- Exercise instructions -
Rewrite every line from the one containing "Target: water at cliff base" through the last of the rows, inclusive, and give only those lines. Keep the requests as they are, and scale each point coordinate by 2.45, rounding to the nearest whole number with halves going up.

- Entries shown -

## begin

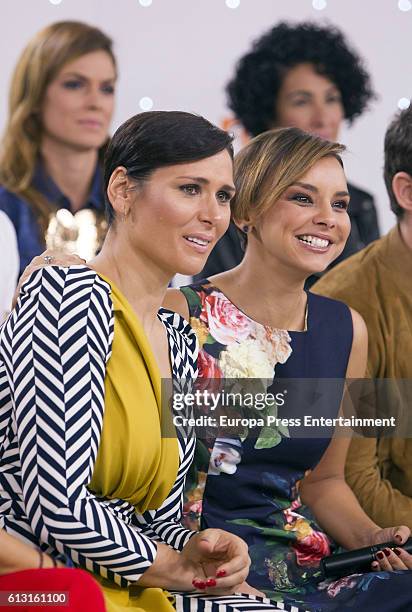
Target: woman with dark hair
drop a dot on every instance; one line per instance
(87, 472)
(307, 76)
(280, 485)
(60, 106)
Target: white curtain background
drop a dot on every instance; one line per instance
(180, 54)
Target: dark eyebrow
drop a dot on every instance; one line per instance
(78, 75)
(314, 189)
(203, 181)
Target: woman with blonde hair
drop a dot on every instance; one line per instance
(282, 488)
(60, 107)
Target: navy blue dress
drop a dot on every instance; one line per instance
(250, 485)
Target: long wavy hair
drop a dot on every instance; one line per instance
(40, 62)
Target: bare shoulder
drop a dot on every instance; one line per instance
(175, 300)
(359, 352)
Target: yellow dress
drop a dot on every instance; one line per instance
(134, 462)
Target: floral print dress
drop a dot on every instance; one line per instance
(249, 485)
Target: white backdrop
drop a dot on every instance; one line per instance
(181, 53)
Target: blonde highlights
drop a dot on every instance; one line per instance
(270, 163)
(42, 59)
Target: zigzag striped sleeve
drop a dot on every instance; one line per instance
(60, 341)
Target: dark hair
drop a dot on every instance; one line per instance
(259, 74)
(398, 154)
(156, 139)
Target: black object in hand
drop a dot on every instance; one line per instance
(356, 561)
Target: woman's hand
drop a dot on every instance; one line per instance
(388, 559)
(48, 258)
(218, 560)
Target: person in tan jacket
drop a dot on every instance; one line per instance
(377, 282)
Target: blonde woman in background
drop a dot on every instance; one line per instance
(60, 107)
(9, 264)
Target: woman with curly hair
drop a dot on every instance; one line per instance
(307, 76)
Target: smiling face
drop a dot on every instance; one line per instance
(309, 101)
(307, 227)
(178, 215)
(78, 104)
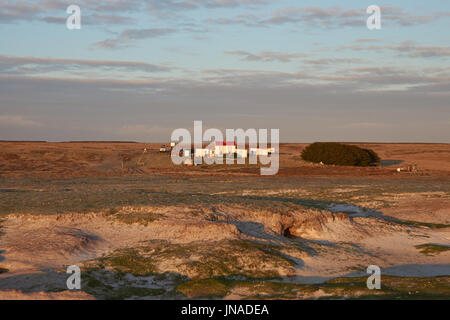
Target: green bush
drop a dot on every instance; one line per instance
(339, 154)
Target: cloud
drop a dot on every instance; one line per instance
(266, 56)
(34, 65)
(326, 61)
(329, 17)
(409, 48)
(17, 121)
(128, 37)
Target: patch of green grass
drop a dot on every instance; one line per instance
(130, 261)
(431, 249)
(203, 288)
(137, 218)
(425, 224)
(132, 292)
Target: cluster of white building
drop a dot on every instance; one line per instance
(227, 148)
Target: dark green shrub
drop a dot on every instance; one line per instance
(339, 154)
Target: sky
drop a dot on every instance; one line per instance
(137, 70)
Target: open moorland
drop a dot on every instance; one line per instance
(141, 228)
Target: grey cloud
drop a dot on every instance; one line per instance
(330, 17)
(408, 48)
(30, 65)
(266, 56)
(128, 37)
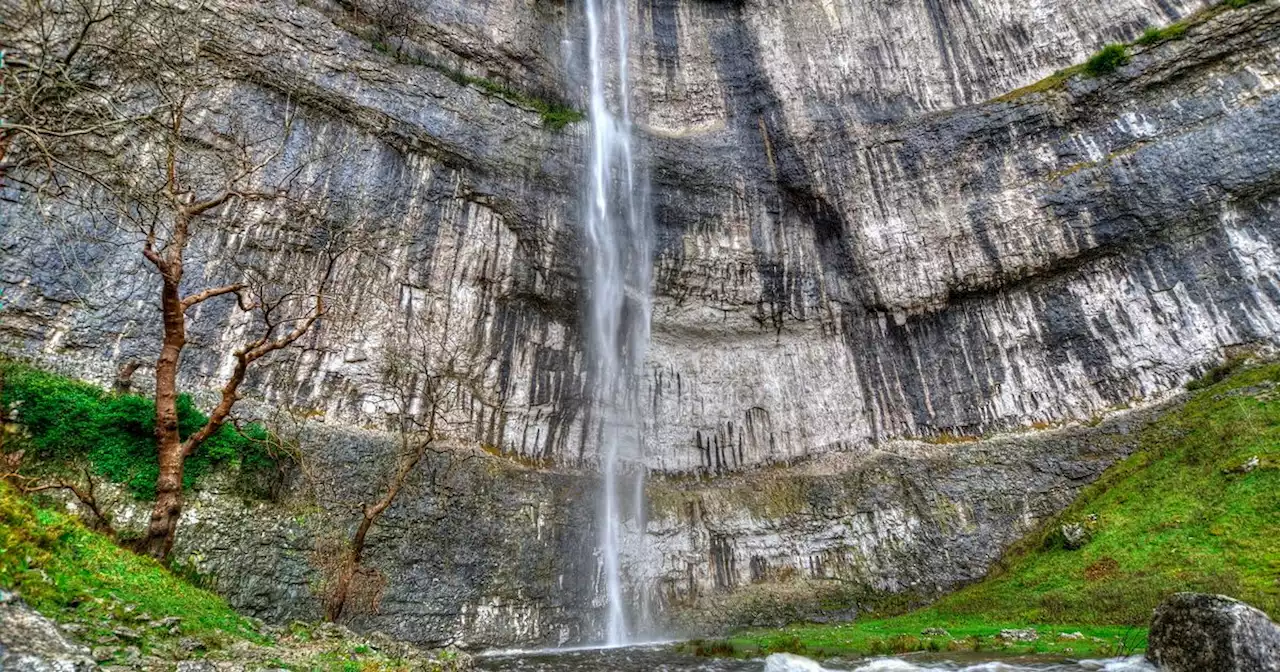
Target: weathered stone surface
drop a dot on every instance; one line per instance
(1201, 632)
(31, 643)
(853, 250)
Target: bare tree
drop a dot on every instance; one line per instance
(63, 68)
(147, 164)
(428, 373)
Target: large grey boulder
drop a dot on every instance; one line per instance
(31, 643)
(1196, 632)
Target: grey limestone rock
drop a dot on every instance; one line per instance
(1197, 632)
(860, 241)
(31, 643)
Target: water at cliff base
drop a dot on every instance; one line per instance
(663, 659)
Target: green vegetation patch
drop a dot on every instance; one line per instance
(68, 420)
(1112, 56)
(1196, 508)
(556, 115)
(1107, 60)
(72, 575)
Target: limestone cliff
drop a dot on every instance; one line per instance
(859, 241)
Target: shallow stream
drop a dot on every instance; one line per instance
(663, 659)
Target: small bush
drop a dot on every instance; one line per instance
(68, 420)
(1153, 36)
(1107, 60)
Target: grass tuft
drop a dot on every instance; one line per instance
(73, 575)
(65, 420)
(1107, 60)
(1192, 510)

## end

- Reply -
Target: water at cliff base
drop a dot on every instance; one line per instance
(1624, 1615)
Target: green vegetation patch
drop a dot on every instance; one line per instance
(167, 1029)
(2724, 137)
(2930, 1245)
(1362, 282)
(2712, 147)
(176, 1409)
Target: limestone cliff
drop a dot on every instance; one line per instance
(2105, 590)
Target: shallow stream
drop a dot on every instance; one line per instance
(1624, 1615)
Target: small bush
drop a dot on every instance; one line per instance
(167, 1029)
(2825, 88)
(2712, 147)
Target: grass tuft
drop a dot on every instance; one line per instance
(179, 1409)
(159, 1029)
(2712, 147)
(2920, 1250)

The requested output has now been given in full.